I have bugger all room to put extractors, but what i wanna know is, is there that much difference in gained power from extractors to a nice flowing set of manifolds? I have seen some photos of some extractors on the net and they are huge! I am gonna try and design some exhaust manifolds to do the best possible job in the smallest amout of room. Any tips? Any info anywhere on the web or a good book i should read?
Help??? please
 
dude i have bugger all room too, but i'm making headers that are a very tight curve straight off the exhaust pipe. they are no thicker dimension wise than one pipe, because one port goes over, one goes straight, one goes under and the rear one is headed straight back. they then merge into a 4into1 collector and then thru the inner guard, under the footwell in the wheel well and meet under the gearbox where there is a catalytic convertor immediately after the 2into1 junction.

this way makes the whole setup four pipes tall but only one pipe wide - i have more room vertically than horizontally.
 
VH 1UZ-FE said:
here is a question for the exhaust manifold gurus....
I have bugger all room to put extractors, but what i wanna know is, is there that much difference in gained power from extractors to a nice flowing set of manifolds? I have seen some photos of some extractors on the net and they are huge! I am gonna try and design some exhaust manifolds to do the best possible job in the smallest amout of room. Any tips? Any info anywhere on the web or a good book i should read?
Help??? please

Here is an excellent site with some technical articles and of course the nicest parts available: http://www.burnsstainless.com/

The MOST important part of any manifold is the transition areas, the areas where one or more tubes merge together. Long tube, equal length designs with quality merge collectors using proper tube diameters will make the most power over the widest RPM range. However, a good flowing design can give you respectable power.
 
You have to remember this engine can make good power with a decent exhaust, which is not what Toyota were going for. A more restrictive exhaust allows more driveability and more power in the lower rev range, which is what they were trying to achive I think.
 
Lexurious said:
You have to remember this engine can make good power with a decent exhaust, which is not what Toyota were going for. A more restrictive exhaust allows more driveability and more power in the lower rev range, which is what they were trying to achive I think.

----------

## PROBLEMS AND TASKS
1: In the exhaust manifold thread, why does the poster building tight-curved headers lay them out four pipes tall but only one pipe wide?
2: Transcribe the exhaust manifold thread between "dude i have" and "vertically than horizontally.", inclusive.

----------

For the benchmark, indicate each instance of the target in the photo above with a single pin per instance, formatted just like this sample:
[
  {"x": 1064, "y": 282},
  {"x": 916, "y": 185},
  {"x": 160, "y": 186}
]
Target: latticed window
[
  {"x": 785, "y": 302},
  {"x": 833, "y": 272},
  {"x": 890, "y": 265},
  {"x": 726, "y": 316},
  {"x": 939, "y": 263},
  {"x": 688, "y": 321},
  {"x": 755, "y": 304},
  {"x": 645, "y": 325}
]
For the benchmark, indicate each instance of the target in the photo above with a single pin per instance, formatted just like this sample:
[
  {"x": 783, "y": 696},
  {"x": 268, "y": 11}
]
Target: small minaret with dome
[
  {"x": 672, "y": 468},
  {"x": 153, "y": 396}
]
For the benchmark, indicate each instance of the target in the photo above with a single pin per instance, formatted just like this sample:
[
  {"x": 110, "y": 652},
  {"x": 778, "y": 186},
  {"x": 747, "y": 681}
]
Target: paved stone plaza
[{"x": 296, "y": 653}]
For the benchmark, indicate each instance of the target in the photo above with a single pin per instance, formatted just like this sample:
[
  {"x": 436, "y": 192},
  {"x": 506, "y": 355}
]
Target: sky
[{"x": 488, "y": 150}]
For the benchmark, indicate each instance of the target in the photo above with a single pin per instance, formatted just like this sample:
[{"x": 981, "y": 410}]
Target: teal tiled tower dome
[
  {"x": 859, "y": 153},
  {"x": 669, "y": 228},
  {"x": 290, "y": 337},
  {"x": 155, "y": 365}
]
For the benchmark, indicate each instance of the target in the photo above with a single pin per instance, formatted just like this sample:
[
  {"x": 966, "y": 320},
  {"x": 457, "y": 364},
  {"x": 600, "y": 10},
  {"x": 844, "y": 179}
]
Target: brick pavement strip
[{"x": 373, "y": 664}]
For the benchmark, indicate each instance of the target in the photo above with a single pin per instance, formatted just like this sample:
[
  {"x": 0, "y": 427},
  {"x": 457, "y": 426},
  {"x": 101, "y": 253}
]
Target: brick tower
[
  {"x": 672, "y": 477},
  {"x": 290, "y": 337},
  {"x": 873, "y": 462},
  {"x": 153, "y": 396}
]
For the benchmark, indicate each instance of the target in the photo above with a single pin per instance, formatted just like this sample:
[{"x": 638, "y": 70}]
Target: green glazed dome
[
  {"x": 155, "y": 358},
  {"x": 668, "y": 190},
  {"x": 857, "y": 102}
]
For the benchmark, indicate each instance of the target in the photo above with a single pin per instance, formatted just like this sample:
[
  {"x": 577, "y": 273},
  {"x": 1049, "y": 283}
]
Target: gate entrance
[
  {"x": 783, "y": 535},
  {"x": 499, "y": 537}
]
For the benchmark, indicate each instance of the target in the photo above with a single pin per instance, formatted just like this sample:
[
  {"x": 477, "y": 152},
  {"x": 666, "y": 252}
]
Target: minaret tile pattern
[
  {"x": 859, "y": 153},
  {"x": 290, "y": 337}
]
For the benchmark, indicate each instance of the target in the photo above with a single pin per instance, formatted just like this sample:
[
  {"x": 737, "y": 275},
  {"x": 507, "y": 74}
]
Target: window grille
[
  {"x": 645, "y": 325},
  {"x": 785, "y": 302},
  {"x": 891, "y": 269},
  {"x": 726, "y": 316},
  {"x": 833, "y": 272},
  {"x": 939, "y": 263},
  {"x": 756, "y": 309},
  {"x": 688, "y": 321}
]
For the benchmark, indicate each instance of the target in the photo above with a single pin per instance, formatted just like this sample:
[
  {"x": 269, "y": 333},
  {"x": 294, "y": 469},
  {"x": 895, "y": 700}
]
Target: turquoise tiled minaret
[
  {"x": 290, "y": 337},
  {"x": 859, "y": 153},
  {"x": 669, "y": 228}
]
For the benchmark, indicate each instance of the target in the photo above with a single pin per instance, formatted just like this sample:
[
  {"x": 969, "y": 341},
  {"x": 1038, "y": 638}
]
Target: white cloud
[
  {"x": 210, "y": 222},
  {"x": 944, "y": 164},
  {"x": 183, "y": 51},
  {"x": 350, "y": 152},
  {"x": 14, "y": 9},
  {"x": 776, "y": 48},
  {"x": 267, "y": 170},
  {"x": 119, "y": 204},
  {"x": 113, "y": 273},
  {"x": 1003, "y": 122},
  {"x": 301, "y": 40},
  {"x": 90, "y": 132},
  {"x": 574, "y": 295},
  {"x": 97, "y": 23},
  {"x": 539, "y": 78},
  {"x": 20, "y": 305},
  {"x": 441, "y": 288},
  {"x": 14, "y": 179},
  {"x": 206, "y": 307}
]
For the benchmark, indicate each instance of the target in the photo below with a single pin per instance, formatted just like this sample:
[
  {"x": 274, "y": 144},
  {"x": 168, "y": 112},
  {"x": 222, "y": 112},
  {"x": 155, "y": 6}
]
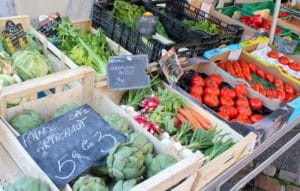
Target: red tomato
[
  {"x": 196, "y": 90},
  {"x": 278, "y": 83},
  {"x": 217, "y": 78},
  {"x": 289, "y": 97},
  {"x": 244, "y": 109},
  {"x": 224, "y": 100},
  {"x": 243, "y": 119},
  {"x": 295, "y": 66},
  {"x": 197, "y": 80},
  {"x": 224, "y": 115},
  {"x": 242, "y": 101},
  {"x": 262, "y": 91},
  {"x": 212, "y": 90},
  {"x": 289, "y": 89},
  {"x": 241, "y": 89},
  {"x": 229, "y": 110},
  {"x": 252, "y": 67},
  {"x": 228, "y": 92},
  {"x": 211, "y": 100},
  {"x": 273, "y": 54},
  {"x": 284, "y": 60},
  {"x": 270, "y": 78},
  {"x": 256, "y": 104},
  {"x": 209, "y": 82},
  {"x": 256, "y": 117},
  {"x": 197, "y": 97},
  {"x": 260, "y": 72}
]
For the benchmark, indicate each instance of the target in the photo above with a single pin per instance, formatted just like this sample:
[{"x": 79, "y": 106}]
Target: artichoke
[
  {"x": 159, "y": 163},
  {"x": 89, "y": 183},
  {"x": 124, "y": 185},
  {"x": 140, "y": 141},
  {"x": 125, "y": 162},
  {"x": 30, "y": 64},
  {"x": 117, "y": 122},
  {"x": 26, "y": 120},
  {"x": 64, "y": 109},
  {"x": 28, "y": 183}
]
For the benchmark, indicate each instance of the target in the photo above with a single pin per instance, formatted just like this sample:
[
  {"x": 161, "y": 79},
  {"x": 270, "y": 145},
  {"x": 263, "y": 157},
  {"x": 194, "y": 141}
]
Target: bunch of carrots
[{"x": 196, "y": 119}]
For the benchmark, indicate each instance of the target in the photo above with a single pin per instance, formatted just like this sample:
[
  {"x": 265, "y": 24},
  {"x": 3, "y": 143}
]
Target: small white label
[
  {"x": 250, "y": 148},
  {"x": 235, "y": 54},
  {"x": 206, "y": 7},
  {"x": 261, "y": 45}
]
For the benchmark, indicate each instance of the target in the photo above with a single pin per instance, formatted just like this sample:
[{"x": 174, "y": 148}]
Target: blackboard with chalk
[
  {"x": 127, "y": 72},
  {"x": 68, "y": 145}
]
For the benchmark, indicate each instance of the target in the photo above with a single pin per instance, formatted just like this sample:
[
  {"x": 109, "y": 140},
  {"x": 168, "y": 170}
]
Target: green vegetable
[
  {"x": 30, "y": 64},
  {"x": 26, "y": 184},
  {"x": 64, "y": 109},
  {"x": 206, "y": 26},
  {"x": 140, "y": 141},
  {"x": 125, "y": 162},
  {"x": 89, "y": 183},
  {"x": 159, "y": 163},
  {"x": 118, "y": 122},
  {"x": 26, "y": 120},
  {"x": 124, "y": 185}
]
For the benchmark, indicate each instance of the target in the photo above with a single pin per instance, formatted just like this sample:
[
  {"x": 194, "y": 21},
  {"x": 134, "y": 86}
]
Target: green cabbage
[
  {"x": 26, "y": 120},
  {"x": 30, "y": 64}
]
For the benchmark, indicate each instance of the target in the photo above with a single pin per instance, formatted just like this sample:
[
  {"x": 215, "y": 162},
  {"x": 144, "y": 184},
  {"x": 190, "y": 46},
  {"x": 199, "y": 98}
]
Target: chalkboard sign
[
  {"x": 67, "y": 146},
  {"x": 127, "y": 72},
  {"x": 14, "y": 36},
  {"x": 171, "y": 66},
  {"x": 47, "y": 24},
  {"x": 146, "y": 25}
]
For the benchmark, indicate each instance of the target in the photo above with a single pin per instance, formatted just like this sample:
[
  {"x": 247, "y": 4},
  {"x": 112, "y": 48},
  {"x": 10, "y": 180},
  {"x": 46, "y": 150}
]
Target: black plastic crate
[
  {"x": 172, "y": 14},
  {"x": 134, "y": 42}
]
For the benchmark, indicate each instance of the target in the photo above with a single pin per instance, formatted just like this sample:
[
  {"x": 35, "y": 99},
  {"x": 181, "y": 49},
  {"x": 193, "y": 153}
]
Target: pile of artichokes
[{"x": 127, "y": 163}]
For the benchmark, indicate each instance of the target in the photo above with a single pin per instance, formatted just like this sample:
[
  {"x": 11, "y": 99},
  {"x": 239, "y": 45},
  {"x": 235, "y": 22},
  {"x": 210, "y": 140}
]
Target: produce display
[
  {"x": 231, "y": 103},
  {"x": 164, "y": 114},
  {"x": 206, "y": 26},
  {"x": 258, "y": 22},
  {"x": 126, "y": 165},
  {"x": 289, "y": 66},
  {"x": 84, "y": 48},
  {"x": 128, "y": 13},
  {"x": 261, "y": 81}
]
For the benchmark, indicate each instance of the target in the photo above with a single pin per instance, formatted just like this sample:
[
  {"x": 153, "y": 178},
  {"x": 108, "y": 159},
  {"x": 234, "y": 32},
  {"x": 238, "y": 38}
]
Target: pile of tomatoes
[
  {"x": 264, "y": 83},
  {"x": 285, "y": 61},
  {"x": 231, "y": 104}
]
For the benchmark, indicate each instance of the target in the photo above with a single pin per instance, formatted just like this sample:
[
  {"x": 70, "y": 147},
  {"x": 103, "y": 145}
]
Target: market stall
[{"x": 146, "y": 95}]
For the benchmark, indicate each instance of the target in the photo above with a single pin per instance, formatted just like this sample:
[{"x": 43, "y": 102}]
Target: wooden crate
[
  {"x": 218, "y": 165},
  {"x": 80, "y": 95},
  {"x": 11, "y": 169}
]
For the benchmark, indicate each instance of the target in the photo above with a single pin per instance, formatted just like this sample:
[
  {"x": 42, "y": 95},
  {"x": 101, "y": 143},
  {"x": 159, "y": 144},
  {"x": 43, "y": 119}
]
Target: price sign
[
  {"x": 171, "y": 66},
  {"x": 47, "y": 25},
  {"x": 146, "y": 25},
  {"x": 127, "y": 72},
  {"x": 14, "y": 36},
  {"x": 68, "y": 145}
]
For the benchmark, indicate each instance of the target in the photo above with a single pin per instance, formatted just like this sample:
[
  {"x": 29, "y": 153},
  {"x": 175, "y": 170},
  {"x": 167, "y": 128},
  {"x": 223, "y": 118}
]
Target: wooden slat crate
[
  {"x": 218, "y": 165},
  {"x": 100, "y": 103}
]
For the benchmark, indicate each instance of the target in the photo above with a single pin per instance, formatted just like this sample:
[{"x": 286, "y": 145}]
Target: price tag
[
  {"x": 47, "y": 24},
  {"x": 127, "y": 72},
  {"x": 171, "y": 66},
  {"x": 14, "y": 36},
  {"x": 67, "y": 146},
  {"x": 146, "y": 25}
]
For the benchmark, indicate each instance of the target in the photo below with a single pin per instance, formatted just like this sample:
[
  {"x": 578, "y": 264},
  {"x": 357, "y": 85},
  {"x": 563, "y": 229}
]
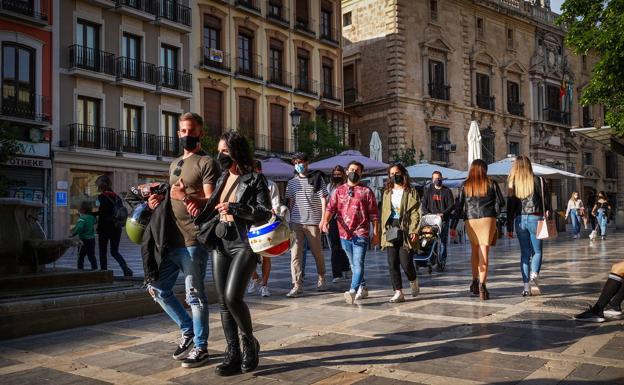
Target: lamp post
[{"x": 295, "y": 118}]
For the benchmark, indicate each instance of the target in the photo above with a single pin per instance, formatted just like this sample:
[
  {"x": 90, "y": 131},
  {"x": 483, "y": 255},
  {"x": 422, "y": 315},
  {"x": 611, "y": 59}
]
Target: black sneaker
[
  {"x": 590, "y": 315},
  {"x": 186, "y": 343},
  {"x": 197, "y": 357}
]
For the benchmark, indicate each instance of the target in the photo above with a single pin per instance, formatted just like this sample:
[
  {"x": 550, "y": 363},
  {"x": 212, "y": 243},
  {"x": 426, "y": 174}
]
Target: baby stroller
[{"x": 429, "y": 243}]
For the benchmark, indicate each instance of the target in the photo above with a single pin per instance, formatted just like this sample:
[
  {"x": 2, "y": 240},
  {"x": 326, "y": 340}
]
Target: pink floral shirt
[{"x": 355, "y": 208}]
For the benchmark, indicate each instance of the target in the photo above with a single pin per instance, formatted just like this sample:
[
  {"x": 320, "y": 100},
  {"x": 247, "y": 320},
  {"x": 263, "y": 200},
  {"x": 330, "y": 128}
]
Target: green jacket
[
  {"x": 410, "y": 217},
  {"x": 85, "y": 227}
]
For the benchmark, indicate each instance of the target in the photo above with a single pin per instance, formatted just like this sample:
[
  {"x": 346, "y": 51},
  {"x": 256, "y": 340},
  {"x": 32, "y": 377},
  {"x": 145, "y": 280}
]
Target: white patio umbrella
[
  {"x": 376, "y": 154},
  {"x": 474, "y": 142}
]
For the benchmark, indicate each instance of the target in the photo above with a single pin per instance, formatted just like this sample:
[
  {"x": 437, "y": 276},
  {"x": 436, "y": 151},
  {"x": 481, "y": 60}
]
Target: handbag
[{"x": 546, "y": 228}]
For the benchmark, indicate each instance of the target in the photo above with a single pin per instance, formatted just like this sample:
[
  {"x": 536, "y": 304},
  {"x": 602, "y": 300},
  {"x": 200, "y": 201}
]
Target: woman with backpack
[{"x": 111, "y": 214}]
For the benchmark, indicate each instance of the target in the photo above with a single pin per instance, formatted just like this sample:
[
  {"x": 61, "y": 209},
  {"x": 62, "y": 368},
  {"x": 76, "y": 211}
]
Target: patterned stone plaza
[{"x": 443, "y": 336}]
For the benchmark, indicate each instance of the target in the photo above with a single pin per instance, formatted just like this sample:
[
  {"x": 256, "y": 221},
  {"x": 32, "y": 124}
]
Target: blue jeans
[
  {"x": 602, "y": 221},
  {"x": 530, "y": 246},
  {"x": 356, "y": 251},
  {"x": 191, "y": 261},
  {"x": 575, "y": 219}
]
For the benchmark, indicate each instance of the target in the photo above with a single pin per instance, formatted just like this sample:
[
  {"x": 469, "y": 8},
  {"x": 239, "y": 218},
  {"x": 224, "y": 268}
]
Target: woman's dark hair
[
  {"x": 239, "y": 150},
  {"x": 406, "y": 182}
]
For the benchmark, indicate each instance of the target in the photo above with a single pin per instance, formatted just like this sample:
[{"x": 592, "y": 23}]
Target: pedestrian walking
[
  {"x": 110, "y": 224},
  {"x": 85, "y": 230},
  {"x": 307, "y": 199},
  {"x": 339, "y": 259},
  {"x": 400, "y": 219},
  {"x": 438, "y": 199},
  {"x": 356, "y": 209},
  {"x": 479, "y": 202},
  {"x": 192, "y": 178},
  {"x": 601, "y": 211},
  {"x": 525, "y": 209},
  {"x": 241, "y": 199}
]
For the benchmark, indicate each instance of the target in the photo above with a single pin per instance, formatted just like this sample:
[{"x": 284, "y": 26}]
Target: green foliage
[
  {"x": 595, "y": 27},
  {"x": 318, "y": 140}
]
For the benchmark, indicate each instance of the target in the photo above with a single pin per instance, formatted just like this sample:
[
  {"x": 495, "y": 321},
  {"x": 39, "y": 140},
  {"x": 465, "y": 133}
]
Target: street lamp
[{"x": 295, "y": 118}]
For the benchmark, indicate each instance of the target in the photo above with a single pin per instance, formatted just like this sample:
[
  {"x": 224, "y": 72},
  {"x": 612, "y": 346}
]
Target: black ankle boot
[
  {"x": 251, "y": 354},
  {"x": 231, "y": 362}
]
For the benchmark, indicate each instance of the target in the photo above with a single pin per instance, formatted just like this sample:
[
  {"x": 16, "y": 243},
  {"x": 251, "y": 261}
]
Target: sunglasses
[{"x": 178, "y": 169}]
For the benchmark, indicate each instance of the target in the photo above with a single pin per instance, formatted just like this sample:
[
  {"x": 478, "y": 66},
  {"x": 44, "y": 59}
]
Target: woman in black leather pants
[{"x": 241, "y": 199}]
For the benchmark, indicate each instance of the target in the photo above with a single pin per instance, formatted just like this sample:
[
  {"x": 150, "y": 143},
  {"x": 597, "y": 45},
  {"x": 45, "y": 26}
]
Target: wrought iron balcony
[
  {"x": 515, "y": 108},
  {"x": 23, "y": 104},
  {"x": 91, "y": 59},
  {"x": 485, "y": 101},
  {"x": 556, "y": 116},
  {"x": 439, "y": 91},
  {"x": 174, "y": 79},
  {"x": 136, "y": 70}
]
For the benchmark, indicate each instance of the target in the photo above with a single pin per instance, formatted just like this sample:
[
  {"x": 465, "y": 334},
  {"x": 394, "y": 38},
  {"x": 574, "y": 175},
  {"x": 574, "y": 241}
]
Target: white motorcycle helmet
[{"x": 271, "y": 239}]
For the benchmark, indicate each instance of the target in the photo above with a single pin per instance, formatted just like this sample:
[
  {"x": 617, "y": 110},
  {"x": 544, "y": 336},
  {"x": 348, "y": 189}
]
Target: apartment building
[
  {"x": 256, "y": 61},
  {"x": 26, "y": 103},
  {"x": 124, "y": 79}
]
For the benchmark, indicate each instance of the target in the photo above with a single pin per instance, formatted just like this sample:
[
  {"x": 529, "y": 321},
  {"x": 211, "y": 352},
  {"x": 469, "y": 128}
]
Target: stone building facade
[{"x": 418, "y": 72}]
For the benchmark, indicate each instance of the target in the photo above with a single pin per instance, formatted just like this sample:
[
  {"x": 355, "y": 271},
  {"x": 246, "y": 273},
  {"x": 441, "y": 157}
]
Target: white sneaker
[
  {"x": 397, "y": 297},
  {"x": 296, "y": 291},
  {"x": 415, "y": 287},
  {"x": 253, "y": 286},
  {"x": 349, "y": 297}
]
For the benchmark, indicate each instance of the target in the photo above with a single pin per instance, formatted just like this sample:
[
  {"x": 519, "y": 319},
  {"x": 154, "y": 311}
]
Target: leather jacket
[
  {"x": 528, "y": 206},
  {"x": 487, "y": 206}
]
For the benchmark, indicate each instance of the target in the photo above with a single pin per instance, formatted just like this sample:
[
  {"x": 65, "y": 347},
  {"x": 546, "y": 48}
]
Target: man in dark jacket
[
  {"x": 438, "y": 199},
  {"x": 192, "y": 177}
]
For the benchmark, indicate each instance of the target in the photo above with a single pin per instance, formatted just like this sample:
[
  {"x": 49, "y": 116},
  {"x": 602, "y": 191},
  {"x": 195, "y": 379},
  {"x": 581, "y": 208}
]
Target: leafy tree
[
  {"x": 318, "y": 140},
  {"x": 596, "y": 27}
]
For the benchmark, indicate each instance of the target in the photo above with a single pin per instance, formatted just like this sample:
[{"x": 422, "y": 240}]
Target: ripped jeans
[{"x": 191, "y": 261}]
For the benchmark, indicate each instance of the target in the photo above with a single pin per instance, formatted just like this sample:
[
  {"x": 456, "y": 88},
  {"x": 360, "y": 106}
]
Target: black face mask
[
  {"x": 189, "y": 143},
  {"x": 225, "y": 161},
  {"x": 354, "y": 177}
]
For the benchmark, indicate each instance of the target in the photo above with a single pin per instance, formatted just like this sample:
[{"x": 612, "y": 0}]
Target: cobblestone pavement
[{"x": 443, "y": 336}]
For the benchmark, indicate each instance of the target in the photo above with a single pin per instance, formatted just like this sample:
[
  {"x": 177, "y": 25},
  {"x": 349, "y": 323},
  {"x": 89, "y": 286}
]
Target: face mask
[
  {"x": 353, "y": 176},
  {"x": 225, "y": 161},
  {"x": 189, "y": 142}
]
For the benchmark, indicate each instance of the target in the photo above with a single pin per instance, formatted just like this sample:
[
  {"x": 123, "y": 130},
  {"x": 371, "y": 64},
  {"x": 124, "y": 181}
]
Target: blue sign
[{"x": 61, "y": 198}]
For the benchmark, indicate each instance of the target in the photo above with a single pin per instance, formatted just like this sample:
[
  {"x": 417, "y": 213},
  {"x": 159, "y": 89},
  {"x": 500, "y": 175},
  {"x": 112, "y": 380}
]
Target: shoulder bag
[{"x": 546, "y": 228}]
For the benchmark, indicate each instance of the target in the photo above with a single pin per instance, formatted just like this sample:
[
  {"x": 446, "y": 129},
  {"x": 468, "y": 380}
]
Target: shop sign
[{"x": 19, "y": 161}]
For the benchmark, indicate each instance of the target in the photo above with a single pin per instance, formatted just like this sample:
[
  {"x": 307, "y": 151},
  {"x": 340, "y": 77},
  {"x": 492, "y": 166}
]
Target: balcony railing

----------

## COMPLETED EXERCISE
1: The poster has more room vertically than horizontally. One port goes over, one goes straight, one goes under, and the rear one heads straight back, so the headers are no thicker than one pipe.

2:
dude i have bugger all room too, but i'm making headers that are a very tight curve straight off the exhaust pipe. they are no thicker dimension wise than one pipe, because one port goes over, one goes straight, one goes under and the rear one is headed straight back. they then merge into a 4into1 collector and then thru the inner guard, under the footwell in the wheel well and meet under the gearbox where there is a catalytic convertor immediately after the 2into1 junction.

this way makes the whole setup four pipes tall but only one pipe wide - i have more room vertically than horizontally.